AIM A:
Set down the part of the Pan American transaction passage below from "- Pan American" up to and including "by Pan American.", word for word.

Transaction has low Execution Risk
- Simple majority approval (i.e. 50%+1) for Pan American shareholder approval;
- no Agnico Eagle shareholder approval required; and
- no review of the proposed transaction under the Investment Canada Act.
Agnico Eagle Investment in Pan American
- In furtherance of its relationship with Pan American and as evidence of its belief in the opportunity for enhancement arising from the combination of Yamana and Pan American’s Latin American portfolios, Agnico Eagle intends to purchase as a strategic investment, in the open market up to US$150 million of Pan American shares. Agnico Eagle’s decision to make purchases of Pan American shares will be in its discretion and will be subject to market conditions, the price of Pan American shares and applicable securities law and stock exchange requirements. Agnico Eagle may cease making share purchases at any time.
- Pan American will work cooperatively with Yamana to determine the integration of Yamana management into the management team of Pan American on or prior to the closing of the Arrangement. Pan American will establish a transitionary integration period in which the Toronto office employees of Yamana will support Pan American to integrate and manage the business and operations of Yamana. Those at a Senior Vice President level and below at Yamana will be approached to continue to support the management of the business during this transitionary period or longer, as may be required by Pan American.

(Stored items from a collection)
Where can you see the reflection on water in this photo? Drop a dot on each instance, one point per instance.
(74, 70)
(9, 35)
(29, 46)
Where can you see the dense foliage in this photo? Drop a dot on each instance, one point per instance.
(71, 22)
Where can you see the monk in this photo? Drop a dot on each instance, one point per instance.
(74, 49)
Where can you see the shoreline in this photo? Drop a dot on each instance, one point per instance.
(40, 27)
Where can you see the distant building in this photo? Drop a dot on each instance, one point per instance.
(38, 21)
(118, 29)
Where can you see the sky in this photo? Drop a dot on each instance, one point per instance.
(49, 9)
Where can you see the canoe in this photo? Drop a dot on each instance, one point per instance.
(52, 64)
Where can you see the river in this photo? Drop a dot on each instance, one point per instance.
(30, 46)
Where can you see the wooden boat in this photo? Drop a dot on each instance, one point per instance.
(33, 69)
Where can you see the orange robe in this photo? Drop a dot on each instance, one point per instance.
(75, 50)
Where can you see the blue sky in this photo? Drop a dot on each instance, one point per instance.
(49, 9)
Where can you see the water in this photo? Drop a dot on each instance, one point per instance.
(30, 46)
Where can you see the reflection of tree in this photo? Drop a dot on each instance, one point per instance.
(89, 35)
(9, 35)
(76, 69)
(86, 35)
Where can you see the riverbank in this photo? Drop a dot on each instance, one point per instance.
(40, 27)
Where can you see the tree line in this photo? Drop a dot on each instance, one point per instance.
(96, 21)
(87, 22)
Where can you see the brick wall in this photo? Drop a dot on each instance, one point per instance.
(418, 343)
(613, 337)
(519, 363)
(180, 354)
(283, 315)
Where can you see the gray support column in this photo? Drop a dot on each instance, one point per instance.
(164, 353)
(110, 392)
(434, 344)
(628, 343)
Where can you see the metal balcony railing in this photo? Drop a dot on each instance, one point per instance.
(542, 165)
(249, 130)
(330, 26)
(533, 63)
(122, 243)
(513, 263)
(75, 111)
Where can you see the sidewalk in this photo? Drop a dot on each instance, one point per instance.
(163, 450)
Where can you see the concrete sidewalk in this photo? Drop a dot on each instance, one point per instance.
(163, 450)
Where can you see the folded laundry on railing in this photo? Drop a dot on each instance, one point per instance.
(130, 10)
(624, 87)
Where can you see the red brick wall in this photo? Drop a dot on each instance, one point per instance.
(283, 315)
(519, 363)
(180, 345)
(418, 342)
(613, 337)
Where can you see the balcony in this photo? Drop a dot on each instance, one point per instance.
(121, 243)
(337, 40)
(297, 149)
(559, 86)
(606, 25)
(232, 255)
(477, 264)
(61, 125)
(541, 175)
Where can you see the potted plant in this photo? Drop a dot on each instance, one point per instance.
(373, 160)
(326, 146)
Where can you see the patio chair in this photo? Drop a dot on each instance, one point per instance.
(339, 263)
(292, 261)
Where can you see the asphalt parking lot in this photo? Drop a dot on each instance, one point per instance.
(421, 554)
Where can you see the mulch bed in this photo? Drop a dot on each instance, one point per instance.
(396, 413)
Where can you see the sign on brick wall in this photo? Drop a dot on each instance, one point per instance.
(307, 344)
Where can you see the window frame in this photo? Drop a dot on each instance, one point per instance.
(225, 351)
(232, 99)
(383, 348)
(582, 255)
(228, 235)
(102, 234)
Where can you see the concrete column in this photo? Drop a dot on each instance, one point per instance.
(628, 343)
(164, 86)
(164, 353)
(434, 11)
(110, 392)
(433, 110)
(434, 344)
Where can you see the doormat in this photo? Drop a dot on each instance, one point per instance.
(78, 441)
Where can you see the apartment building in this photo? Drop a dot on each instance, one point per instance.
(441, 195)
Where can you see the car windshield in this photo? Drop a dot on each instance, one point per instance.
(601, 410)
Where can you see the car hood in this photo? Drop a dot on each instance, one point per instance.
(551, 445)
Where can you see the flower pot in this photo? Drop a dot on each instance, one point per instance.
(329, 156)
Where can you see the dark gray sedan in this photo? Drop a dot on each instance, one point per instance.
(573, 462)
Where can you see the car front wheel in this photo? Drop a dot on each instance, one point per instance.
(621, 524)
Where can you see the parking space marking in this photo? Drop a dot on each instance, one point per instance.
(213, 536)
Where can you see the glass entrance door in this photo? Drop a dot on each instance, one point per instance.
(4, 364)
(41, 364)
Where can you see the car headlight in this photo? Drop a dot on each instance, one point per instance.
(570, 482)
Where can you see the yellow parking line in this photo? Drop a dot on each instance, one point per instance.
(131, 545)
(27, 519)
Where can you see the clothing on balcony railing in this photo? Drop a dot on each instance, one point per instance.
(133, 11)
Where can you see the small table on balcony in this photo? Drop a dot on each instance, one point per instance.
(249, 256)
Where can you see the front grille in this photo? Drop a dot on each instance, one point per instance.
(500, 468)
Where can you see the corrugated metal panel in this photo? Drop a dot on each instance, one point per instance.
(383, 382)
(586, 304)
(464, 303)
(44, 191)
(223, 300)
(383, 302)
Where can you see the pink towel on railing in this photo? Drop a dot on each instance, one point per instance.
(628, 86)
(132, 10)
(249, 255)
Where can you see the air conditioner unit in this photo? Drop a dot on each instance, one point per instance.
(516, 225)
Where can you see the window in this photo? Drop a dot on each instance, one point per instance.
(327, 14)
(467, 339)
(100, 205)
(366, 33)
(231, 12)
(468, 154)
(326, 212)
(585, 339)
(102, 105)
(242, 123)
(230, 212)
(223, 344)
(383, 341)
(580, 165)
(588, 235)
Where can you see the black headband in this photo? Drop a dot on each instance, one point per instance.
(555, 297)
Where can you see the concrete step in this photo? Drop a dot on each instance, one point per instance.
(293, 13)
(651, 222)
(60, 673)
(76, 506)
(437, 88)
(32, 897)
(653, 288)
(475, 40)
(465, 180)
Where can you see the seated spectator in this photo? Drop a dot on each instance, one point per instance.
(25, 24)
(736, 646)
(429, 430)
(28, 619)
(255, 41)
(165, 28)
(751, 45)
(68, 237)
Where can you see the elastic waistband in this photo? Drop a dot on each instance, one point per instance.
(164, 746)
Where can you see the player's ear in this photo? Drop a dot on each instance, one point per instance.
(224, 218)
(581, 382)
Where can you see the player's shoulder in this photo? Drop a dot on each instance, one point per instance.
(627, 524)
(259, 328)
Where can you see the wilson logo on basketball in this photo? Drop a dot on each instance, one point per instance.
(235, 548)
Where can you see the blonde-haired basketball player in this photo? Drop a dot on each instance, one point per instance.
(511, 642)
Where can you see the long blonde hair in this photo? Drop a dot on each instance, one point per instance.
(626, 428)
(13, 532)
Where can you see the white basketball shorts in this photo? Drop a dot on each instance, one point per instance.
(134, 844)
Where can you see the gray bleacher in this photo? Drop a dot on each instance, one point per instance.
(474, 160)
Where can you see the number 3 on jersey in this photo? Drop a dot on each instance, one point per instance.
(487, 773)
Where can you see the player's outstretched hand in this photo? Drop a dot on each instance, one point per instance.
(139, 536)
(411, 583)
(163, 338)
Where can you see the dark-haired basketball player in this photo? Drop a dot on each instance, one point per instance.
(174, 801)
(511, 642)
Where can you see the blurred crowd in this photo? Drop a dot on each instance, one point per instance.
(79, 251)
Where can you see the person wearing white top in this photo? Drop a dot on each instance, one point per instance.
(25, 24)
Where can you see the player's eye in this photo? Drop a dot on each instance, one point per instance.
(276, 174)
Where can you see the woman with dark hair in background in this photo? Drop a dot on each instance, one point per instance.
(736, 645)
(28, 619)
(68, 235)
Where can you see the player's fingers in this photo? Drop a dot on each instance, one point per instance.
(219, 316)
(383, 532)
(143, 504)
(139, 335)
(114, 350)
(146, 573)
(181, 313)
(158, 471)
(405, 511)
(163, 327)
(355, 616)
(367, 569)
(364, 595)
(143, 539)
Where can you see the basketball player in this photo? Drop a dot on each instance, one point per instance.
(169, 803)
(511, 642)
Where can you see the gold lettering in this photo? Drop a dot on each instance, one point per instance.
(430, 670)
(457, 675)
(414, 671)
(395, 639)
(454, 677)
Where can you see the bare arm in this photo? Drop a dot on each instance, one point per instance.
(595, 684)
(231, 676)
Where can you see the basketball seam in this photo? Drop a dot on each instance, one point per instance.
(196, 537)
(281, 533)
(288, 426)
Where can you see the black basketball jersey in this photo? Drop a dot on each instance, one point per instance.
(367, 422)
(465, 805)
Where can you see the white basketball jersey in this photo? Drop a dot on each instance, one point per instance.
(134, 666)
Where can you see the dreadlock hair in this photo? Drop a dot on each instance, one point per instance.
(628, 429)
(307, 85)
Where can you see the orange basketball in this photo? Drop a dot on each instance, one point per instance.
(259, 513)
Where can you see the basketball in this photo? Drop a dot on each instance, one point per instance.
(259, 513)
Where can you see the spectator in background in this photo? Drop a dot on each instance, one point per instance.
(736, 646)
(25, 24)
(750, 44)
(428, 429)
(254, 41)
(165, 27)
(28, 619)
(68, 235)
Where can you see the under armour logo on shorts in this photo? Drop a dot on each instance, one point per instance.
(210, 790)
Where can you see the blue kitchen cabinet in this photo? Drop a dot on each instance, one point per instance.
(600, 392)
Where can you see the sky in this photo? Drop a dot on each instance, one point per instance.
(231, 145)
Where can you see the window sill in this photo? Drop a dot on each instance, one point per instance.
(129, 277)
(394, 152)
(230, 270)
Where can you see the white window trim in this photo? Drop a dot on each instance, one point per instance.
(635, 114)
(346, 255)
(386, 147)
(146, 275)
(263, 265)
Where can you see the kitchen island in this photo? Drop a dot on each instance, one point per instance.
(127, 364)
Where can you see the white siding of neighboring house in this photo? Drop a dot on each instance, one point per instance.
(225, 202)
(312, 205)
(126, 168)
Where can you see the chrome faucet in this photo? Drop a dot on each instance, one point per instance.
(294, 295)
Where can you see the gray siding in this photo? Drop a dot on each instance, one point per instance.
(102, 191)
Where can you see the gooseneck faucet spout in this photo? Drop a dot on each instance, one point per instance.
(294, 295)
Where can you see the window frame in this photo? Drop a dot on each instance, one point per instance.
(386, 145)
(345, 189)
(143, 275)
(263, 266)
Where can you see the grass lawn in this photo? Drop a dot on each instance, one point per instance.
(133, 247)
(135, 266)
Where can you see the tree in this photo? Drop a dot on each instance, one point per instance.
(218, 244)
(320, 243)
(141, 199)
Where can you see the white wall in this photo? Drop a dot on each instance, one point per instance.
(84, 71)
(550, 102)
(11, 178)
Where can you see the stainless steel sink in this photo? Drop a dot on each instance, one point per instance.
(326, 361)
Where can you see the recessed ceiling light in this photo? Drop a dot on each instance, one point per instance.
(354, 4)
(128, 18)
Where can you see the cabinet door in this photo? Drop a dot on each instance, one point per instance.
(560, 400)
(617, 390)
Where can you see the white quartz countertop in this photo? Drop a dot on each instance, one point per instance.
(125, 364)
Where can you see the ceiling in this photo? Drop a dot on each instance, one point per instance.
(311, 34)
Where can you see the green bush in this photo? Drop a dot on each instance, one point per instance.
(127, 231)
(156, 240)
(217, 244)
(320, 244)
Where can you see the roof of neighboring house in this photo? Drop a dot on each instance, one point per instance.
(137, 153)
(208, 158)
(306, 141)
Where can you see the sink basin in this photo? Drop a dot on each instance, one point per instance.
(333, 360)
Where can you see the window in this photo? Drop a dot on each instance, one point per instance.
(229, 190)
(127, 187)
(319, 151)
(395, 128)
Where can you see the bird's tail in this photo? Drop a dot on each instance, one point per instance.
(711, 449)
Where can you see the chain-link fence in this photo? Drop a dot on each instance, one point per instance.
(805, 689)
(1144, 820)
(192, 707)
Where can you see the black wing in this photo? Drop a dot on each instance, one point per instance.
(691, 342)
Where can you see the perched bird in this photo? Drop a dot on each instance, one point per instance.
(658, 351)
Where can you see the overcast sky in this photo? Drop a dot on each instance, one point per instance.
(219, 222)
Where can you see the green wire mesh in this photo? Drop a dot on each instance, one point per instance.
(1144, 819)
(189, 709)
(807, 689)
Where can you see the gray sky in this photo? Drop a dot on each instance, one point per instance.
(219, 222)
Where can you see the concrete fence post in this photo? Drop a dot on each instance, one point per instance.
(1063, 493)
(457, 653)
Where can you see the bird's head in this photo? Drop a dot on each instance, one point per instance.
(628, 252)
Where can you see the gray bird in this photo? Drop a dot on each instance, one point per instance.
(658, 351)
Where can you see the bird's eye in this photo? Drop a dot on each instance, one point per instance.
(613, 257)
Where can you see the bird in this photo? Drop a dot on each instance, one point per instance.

AIM B:
Report every line of the records above that contains the string "dark", treating uppercase and lowercase as different.

RIGHT ANSWER A:
- Pan American will work cooperatively with Yamana to determine the integration of Yamana management into the management team of Pan American on or prior to the closing of the Arrangement. Pan American will establish a transitionary integration period in which the Toronto office employees of Yamana will support Pan American to integrate and manage the business and operations of Yamana. Those at a Senior Vice President level and below at Yamana will be approached to continue to support the management of the business during this transitionary period or longer, as may be required by Pan American.

RIGHT ANSWER B:
Where can you see the dark gray sedan in this photo? Drop a dot on each instance, one point per instance.
Where can you see the dark-haired basketball player in this photo? Drop a dot on each instance, one point per instance.
Where can you see the woman with dark hair in background in this photo? Drop a dot on each instance, one point per instance.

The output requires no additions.